TAREFAS A REALIZAR:
1) No trecho sobre o programa de bem-estar social, como algumas supervisoras BES se deslocavam até o meio rural quando ficaram sem transporte?
2) Enumere as dificuldades enfrentadas pelo trabalho da BES que o trecho sobre o programa de bem-estar social menciona.
3) Dê a continuação do trecho sobre o programa de bem-estar social, começando logo após a última frase.

TRECHO CITADO:
+++++

Neste período, o trabalho social passou a ser secundário e alguns escritórios

declararam ser desnecessário o trabalho da BES. Ao ser desvinculado dos projetos da área

técnica e com a forte redução de recursos humanos e financeiros, muitos extensionistas

suspeitavam que o programa de bem-estar social seria extinto progressivamente. Porém, na

ótica dos extensionistas pioneiros, o papel da BES era decisivo, embora haja entre eles, quem

afirme que elas nunca tiveram seu trabalho reconhecido, tendo ficado em plano secundário em

todos os aspectos, até mesmo no que diz respeito ao salário. Em alguns casos, as supervisoras

BES ficaram sem transporte para realizar o seu trabalho no meio rural. Muitas andaram de

caminhão de leite ou transportadas pela prefeitura para manterem seu trabalho. Quanto as

mudanças culturais da primeira para a segunda fase, um dos entrevistados declarou que no

início das atividades da ACAR, as mulheres usavam vestidos no calcanhar e em princípios da

década de 1980 já era possível encontrar quem usasse minissaia pelas roças. No mesmo

sentido, outro entrevistado declarou ter percebido mudanças em relação ao papel da mulher na

família e na sociedade, inclusive das supervisoras BES que tiveram de acompanhar esta

evolução, apesar das mudanças serem mais lentas no campo do que na cidade (SILVA &

LIMA, 1984).

+++++

DADOS FORNECIDOS:

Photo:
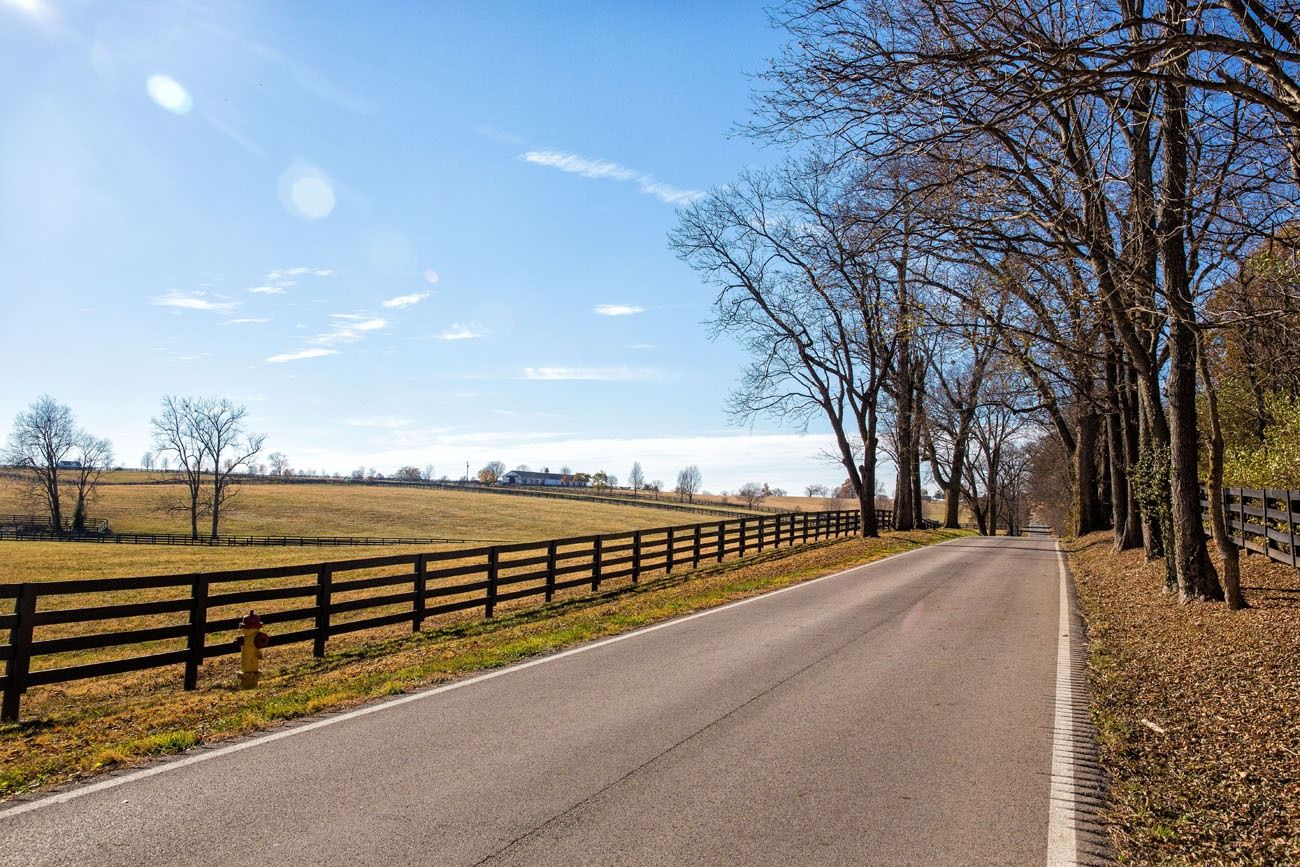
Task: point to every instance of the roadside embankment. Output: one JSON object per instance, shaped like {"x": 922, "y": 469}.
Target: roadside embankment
{"x": 95, "y": 725}
{"x": 1197, "y": 710}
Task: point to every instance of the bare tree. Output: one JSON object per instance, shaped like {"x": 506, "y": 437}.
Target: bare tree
{"x": 752, "y": 493}
{"x": 492, "y": 472}
{"x": 176, "y": 434}
{"x": 688, "y": 482}
{"x": 92, "y": 458}
{"x": 278, "y": 463}
{"x": 43, "y": 437}
{"x": 224, "y": 437}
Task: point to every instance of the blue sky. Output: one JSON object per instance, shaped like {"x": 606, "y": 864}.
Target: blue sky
{"x": 401, "y": 233}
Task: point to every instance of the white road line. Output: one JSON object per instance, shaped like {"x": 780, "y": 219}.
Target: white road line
{"x": 111, "y": 783}
{"x": 1062, "y": 810}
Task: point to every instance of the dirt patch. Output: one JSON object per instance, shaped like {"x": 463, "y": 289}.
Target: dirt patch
{"x": 1197, "y": 711}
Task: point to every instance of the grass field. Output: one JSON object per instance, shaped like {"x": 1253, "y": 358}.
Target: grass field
{"x": 336, "y": 510}
{"x": 85, "y": 727}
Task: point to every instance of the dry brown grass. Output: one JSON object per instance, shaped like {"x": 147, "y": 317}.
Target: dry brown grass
{"x": 86, "y": 727}
{"x": 341, "y": 510}
{"x": 1221, "y": 781}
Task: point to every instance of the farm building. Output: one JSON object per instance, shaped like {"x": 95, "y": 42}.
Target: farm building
{"x": 544, "y": 478}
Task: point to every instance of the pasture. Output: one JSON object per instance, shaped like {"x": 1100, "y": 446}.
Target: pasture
{"x": 342, "y": 510}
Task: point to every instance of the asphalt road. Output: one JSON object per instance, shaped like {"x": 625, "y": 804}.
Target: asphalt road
{"x": 896, "y": 714}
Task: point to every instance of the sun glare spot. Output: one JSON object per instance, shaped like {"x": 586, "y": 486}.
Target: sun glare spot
{"x": 306, "y": 193}
{"x": 169, "y": 94}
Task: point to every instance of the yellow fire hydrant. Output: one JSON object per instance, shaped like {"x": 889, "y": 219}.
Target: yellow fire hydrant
{"x": 251, "y": 640}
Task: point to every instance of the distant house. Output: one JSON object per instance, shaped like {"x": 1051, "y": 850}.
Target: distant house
{"x": 542, "y": 478}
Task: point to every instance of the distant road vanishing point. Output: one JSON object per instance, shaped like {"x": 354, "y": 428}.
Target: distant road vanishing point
{"x": 921, "y": 710}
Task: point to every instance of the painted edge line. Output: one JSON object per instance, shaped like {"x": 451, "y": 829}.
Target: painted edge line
{"x": 185, "y": 761}
{"x": 1062, "y": 807}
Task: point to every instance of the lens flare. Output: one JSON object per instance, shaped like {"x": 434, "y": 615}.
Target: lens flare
{"x": 169, "y": 94}
{"x": 306, "y": 193}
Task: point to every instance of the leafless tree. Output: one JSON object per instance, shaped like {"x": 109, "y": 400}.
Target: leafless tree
{"x": 43, "y": 437}
{"x": 800, "y": 282}
{"x": 492, "y": 472}
{"x": 92, "y": 456}
{"x": 752, "y": 493}
{"x": 278, "y": 462}
{"x": 224, "y": 437}
{"x": 176, "y": 434}
{"x": 689, "y": 480}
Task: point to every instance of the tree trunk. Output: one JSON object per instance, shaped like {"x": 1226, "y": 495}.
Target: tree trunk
{"x": 1084, "y": 472}
{"x": 1196, "y": 576}
{"x": 1214, "y": 491}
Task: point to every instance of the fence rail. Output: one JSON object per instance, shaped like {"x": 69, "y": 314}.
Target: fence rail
{"x": 1262, "y": 520}
{"x": 51, "y": 621}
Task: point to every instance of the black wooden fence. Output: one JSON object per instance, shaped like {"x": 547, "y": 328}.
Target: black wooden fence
{"x": 173, "y": 627}
{"x": 1262, "y": 520}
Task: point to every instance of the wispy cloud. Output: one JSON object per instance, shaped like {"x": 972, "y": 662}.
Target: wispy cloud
{"x": 463, "y": 332}
{"x": 590, "y": 375}
{"x": 299, "y": 272}
{"x": 607, "y": 170}
{"x": 406, "y": 300}
{"x": 193, "y": 302}
{"x": 278, "y": 281}
{"x": 300, "y": 355}
{"x": 350, "y": 328}
{"x": 498, "y": 135}
{"x": 618, "y": 310}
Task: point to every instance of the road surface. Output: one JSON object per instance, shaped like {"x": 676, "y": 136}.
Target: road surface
{"x": 902, "y": 712}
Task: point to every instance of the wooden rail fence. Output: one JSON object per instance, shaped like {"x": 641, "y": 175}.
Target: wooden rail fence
{"x": 1262, "y": 520}
{"x": 48, "y": 638}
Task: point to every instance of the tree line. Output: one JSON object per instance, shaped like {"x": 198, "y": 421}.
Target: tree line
{"x": 1012, "y": 241}
{"x": 207, "y": 439}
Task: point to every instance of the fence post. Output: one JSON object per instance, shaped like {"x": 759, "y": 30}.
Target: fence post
{"x": 493, "y": 559}
{"x": 1240, "y": 508}
{"x": 20, "y": 651}
{"x": 420, "y": 584}
{"x": 324, "y": 577}
{"x": 198, "y": 631}
{"x": 1291, "y": 525}
{"x": 550, "y": 571}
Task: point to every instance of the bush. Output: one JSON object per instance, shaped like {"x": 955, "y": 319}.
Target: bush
{"x": 1275, "y": 463}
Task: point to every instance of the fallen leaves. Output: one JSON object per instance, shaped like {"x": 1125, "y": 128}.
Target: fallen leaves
{"x": 1197, "y": 710}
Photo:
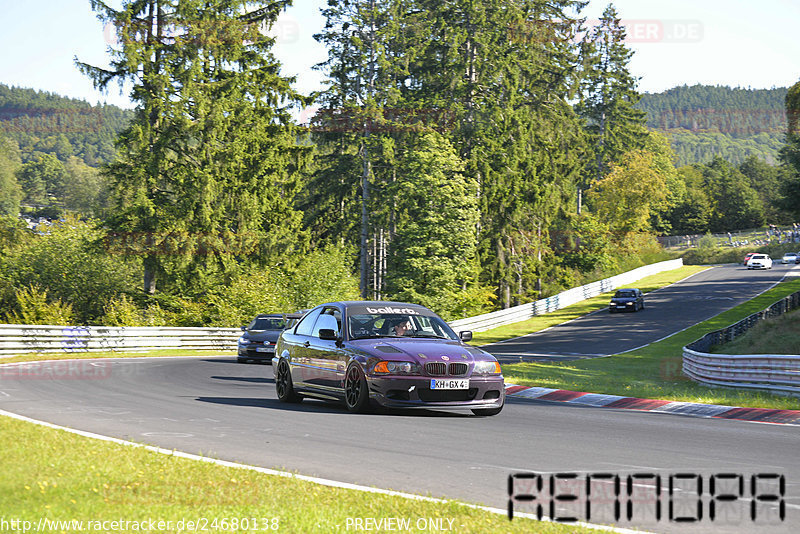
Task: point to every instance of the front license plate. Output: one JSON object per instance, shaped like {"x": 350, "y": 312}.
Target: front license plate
{"x": 461, "y": 383}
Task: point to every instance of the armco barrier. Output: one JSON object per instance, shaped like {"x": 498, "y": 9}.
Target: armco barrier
{"x": 778, "y": 373}
{"x": 491, "y": 320}
{"x": 16, "y": 339}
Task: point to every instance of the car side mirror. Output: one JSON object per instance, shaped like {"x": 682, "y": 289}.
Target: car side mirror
{"x": 328, "y": 334}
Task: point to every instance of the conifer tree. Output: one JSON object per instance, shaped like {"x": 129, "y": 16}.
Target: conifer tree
{"x": 608, "y": 96}
{"x": 209, "y": 166}
{"x": 790, "y": 154}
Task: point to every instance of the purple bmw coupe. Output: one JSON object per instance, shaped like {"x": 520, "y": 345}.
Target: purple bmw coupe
{"x": 385, "y": 354}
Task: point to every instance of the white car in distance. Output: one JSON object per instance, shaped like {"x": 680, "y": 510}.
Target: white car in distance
{"x": 759, "y": 261}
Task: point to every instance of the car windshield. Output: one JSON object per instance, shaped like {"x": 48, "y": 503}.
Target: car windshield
{"x": 417, "y": 325}
{"x": 267, "y": 323}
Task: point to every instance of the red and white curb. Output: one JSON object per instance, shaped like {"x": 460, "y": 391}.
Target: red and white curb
{"x": 760, "y": 415}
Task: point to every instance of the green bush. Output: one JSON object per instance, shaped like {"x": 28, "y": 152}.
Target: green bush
{"x": 34, "y": 307}
{"x": 70, "y": 264}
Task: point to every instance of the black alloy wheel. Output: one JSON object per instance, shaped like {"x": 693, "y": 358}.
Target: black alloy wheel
{"x": 356, "y": 392}
{"x": 283, "y": 384}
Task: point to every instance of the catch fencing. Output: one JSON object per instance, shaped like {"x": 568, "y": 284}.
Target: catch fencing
{"x": 778, "y": 373}
{"x": 516, "y": 314}
{"x": 16, "y": 339}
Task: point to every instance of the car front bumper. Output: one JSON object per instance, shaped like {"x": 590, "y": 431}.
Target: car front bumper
{"x": 256, "y": 352}
{"x": 416, "y": 392}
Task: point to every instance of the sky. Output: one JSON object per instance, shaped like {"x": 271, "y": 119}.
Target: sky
{"x": 739, "y": 43}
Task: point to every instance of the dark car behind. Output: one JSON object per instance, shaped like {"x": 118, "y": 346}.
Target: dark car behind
{"x": 258, "y": 339}
{"x": 626, "y": 300}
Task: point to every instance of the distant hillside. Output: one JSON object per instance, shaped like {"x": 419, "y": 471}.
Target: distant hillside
{"x": 42, "y": 122}
{"x": 705, "y": 121}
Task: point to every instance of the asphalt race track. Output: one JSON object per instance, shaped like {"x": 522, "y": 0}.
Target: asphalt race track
{"x": 216, "y": 407}
{"x": 667, "y": 311}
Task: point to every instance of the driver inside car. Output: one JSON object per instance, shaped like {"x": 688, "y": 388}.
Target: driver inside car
{"x": 402, "y": 328}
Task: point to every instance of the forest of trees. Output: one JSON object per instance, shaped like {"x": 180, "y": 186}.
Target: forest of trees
{"x": 466, "y": 156}
{"x": 46, "y": 123}
{"x": 704, "y": 122}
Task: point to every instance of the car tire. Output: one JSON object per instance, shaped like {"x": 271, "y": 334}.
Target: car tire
{"x": 356, "y": 390}
{"x": 283, "y": 384}
{"x": 487, "y": 411}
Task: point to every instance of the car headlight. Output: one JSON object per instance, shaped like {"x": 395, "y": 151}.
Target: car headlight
{"x": 486, "y": 368}
{"x": 396, "y": 368}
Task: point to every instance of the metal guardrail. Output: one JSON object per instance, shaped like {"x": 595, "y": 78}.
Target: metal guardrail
{"x": 566, "y": 298}
{"x": 778, "y": 373}
{"x": 16, "y": 339}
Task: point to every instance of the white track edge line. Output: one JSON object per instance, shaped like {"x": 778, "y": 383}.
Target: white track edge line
{"x": 305, "y": 478}
{"x": 590, "y": 313}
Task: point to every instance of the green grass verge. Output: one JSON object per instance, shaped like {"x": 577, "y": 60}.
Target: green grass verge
{"x": 654, "y": 372}
{"x": 40, "y": 356}
{"x": 779, "y": 335}
{"x": 53, "y": 474}
{"x": 540, "y": 322}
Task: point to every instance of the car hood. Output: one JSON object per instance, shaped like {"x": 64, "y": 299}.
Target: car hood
{"x": 420, "y": 350}
{"x": 262, "y": 335}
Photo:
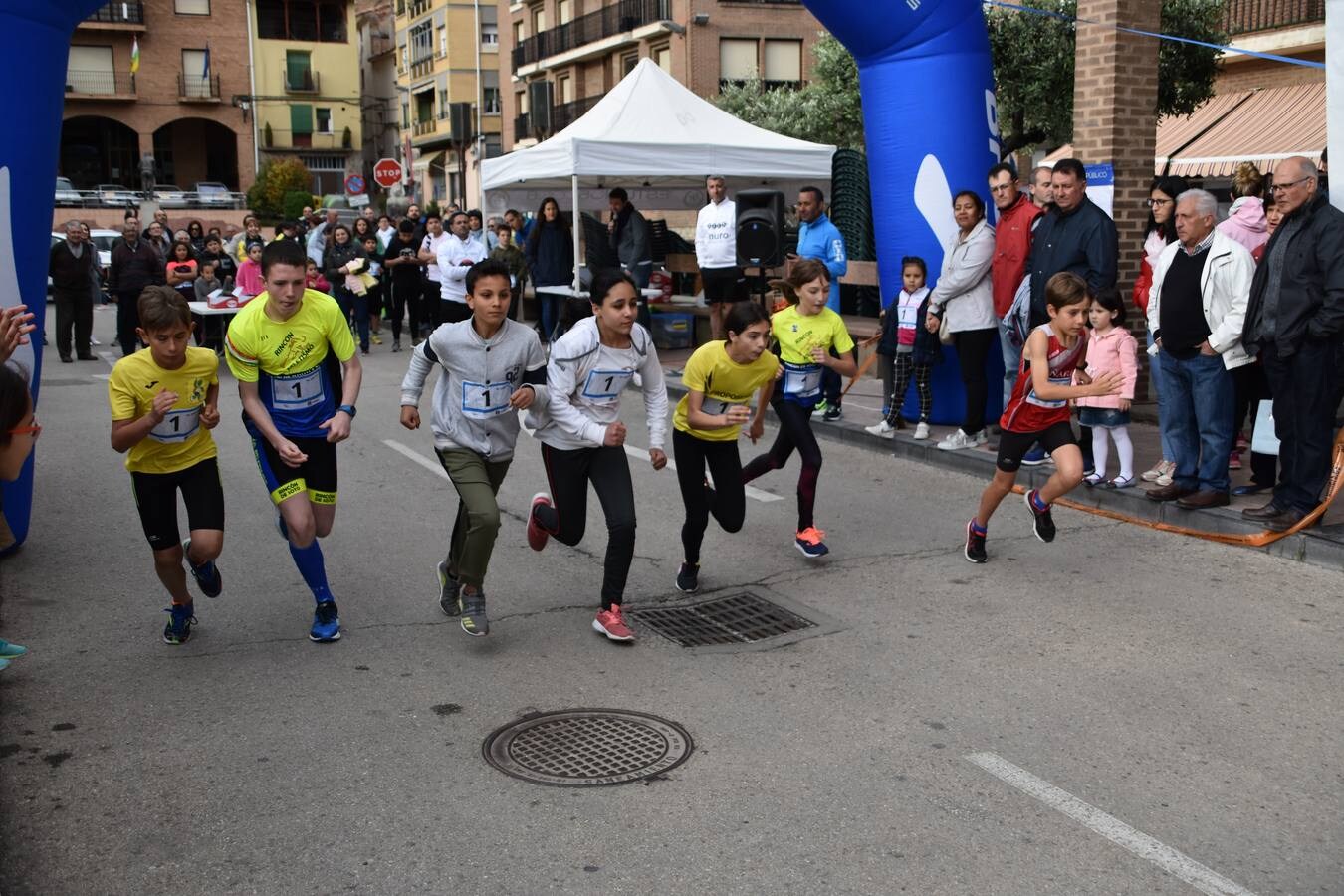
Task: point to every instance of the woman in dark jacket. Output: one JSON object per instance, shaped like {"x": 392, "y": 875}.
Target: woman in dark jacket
{"x": 336, "y": 264}
{"x": 550, "y": 258}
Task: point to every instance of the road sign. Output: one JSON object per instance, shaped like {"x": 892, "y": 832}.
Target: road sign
{"x": 387, "y": 173}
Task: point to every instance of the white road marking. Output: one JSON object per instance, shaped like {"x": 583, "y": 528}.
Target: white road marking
{"x": 1171, "y": 860}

+++++

RESPOSTAS ÀS TAREFAS:
1) De caminhão de leite ou transportadas pela prefeitura.

2)
- O trabalho social passou a ser secundário.
- Alguns escritórios declararam o trabalho da BES desnecessário.
- A BES foi desvinculada dos projetos da área técnica.
- Houve forte redução de recursos humanos e financeiros.
- O trabalho das supervisoras nunca foi reconhecido e ficou em plano secundário, inclusive no salário.
- Em alguns casos, as supervisoras BES ficaram sem transporte para trabalhar no meio rural.

3)
Nessa época, as condições para superação (ou mitigação) das práticas sexistas na

política de extensão rural ainda não estavam dadas. Enquanto na primeira fase a disjunção era

estimulada pelo aparato institucional, especialmente na divisão sexual do trabalho, no

difusionismo produtivista prevaleceu a invisibilidade feminina em prol dos interesses

8

econômicos, ao mesmo tempo em que não existiam instrumentos na política pública para

minorar o hiato de direitos entre homens e mulheres.

O terceiro e último momento na periodização de Rodrigues (1997) é por ele

denominado de “humanismo crítico”. Reflete as mudanças geradas pelo fim do regime

militar, entre elas, a reorganização dos movimentos sociais campesinos e a percepção

generalizada das consequências da modernização conservadora. Nessa época, para um

considerável número de extensionistas, as ideias do educador Paulo Freire, escritas em seu

exílio no Chile durante a reforma agrária que se iniciou em 1968, divulgadas em seu livro

“Extensão ou comunicação?”, exerceram forte influência no questionamento da práxis

extensionista. Na ótica Freireana, a comunicação entre o agrônomo educador e os camponeses

não deve se limitar a substituição acrítica dos conhecimentos empíricos pelas tecnologias, por

maiores que sejam seus impactos sobre a produtividade. Em contraposição aos

“tradicionalistas” que defendem a manutenção do “status quo” e ao “messianismo tecnicista”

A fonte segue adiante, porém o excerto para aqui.